Problem details. Rewrite everything in the text about treating cardiac arrest victims from "Discover the best" down to "about this problem.", switching each "cardiac arrest victims" to "cardiac arrest patients".

Selected text.

__________________________________________________

Discover the best way to save cardiac arrest victims. Kudos to Albany County hospitals for amazing results in treating cardiac arrest victims
Here's the scoop: 95 percent of cardiac arrest victims die before they get to the hospital, according to the American Heart Association. Due to the time usually entailed in resuscitating cardiac arrest victims (particularly when cardiac arrest occurs out of the hospital), such persons die or suffer severe brain damage when blood flow is restored to the body. Albany County took the initiative to do something about this problem.
In 2009, according to Crowley's report, the ambulances of Colonie EMS would only bring resuscitated patients to hospitals that offered therapeutic hypothermia. At first, Albany Medical Center was the only hospital in the Capital Region offering induced hypothermia for cardiac arrest victims, but St. Peter's Hospital and Ellis Hospital joined the party. In 2009, the survival rate for cardiac arrest victims in Albany County was 22 percent (17% better than the national average!). Is this a fluke or does Albany County have better procedures for treating cardiac arrest victims?

__________________________________________________

Dataset content.

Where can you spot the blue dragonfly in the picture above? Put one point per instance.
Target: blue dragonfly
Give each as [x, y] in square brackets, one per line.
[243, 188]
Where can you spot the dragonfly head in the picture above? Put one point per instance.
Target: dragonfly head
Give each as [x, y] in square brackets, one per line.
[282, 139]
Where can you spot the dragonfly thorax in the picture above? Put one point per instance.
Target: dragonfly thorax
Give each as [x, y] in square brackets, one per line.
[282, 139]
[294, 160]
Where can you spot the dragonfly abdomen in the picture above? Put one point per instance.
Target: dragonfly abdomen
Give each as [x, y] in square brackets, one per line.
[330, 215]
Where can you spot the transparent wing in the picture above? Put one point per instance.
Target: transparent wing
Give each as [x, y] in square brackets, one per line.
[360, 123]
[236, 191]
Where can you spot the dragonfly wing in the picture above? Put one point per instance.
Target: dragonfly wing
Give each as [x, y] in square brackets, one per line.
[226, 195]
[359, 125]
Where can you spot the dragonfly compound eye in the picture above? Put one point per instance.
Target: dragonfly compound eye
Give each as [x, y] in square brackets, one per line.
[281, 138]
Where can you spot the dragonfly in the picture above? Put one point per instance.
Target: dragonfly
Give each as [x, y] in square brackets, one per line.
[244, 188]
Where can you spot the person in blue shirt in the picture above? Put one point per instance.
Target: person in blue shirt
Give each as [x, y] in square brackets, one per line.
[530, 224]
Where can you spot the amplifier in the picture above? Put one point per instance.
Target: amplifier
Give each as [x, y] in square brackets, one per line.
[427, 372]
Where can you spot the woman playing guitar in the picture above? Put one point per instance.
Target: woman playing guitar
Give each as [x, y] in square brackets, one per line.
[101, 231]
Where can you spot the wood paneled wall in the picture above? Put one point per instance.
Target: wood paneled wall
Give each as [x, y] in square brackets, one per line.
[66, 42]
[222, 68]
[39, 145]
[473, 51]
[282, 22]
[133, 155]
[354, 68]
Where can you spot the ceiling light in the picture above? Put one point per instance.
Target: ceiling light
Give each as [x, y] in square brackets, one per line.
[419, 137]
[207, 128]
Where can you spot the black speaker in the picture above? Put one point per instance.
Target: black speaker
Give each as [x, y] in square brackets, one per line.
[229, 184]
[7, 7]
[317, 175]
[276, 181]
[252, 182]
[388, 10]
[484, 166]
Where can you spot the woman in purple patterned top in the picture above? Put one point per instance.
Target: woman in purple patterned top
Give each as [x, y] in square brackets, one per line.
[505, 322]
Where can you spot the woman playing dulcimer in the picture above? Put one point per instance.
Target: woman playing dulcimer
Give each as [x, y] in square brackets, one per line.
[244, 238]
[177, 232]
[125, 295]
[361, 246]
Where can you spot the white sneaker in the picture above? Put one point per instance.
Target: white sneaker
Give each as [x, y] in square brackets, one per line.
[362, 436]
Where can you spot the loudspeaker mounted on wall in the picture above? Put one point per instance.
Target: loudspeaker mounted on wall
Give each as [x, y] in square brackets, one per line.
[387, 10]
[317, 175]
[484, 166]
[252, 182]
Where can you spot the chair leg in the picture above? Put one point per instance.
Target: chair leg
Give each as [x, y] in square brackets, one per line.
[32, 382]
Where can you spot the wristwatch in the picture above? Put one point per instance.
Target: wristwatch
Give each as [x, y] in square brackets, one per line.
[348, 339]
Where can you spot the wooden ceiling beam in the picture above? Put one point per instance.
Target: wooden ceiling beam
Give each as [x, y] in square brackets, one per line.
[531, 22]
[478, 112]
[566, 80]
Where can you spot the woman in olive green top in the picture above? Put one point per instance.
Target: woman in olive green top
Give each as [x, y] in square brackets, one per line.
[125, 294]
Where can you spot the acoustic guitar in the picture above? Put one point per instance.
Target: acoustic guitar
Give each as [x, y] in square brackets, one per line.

__________________________________________________

Answer for this exercise.
Discover the best way to save cardiac arrest patients. Kudos to Albany County hospitals for amazing results in treating cardiac arrest patients
Here's the scoop: 95 percent of cardiac arrest patients die before they get to the hospital, according to the American Heart Association. Due to the time usually entailed in resuscitating cardiac arrest patients (particularly when cardiac arrest occurs out of the hospital), such persons die or suffer severe brain damage when blood flow is restored to the body. Albany County took the initiative to do something about this problem.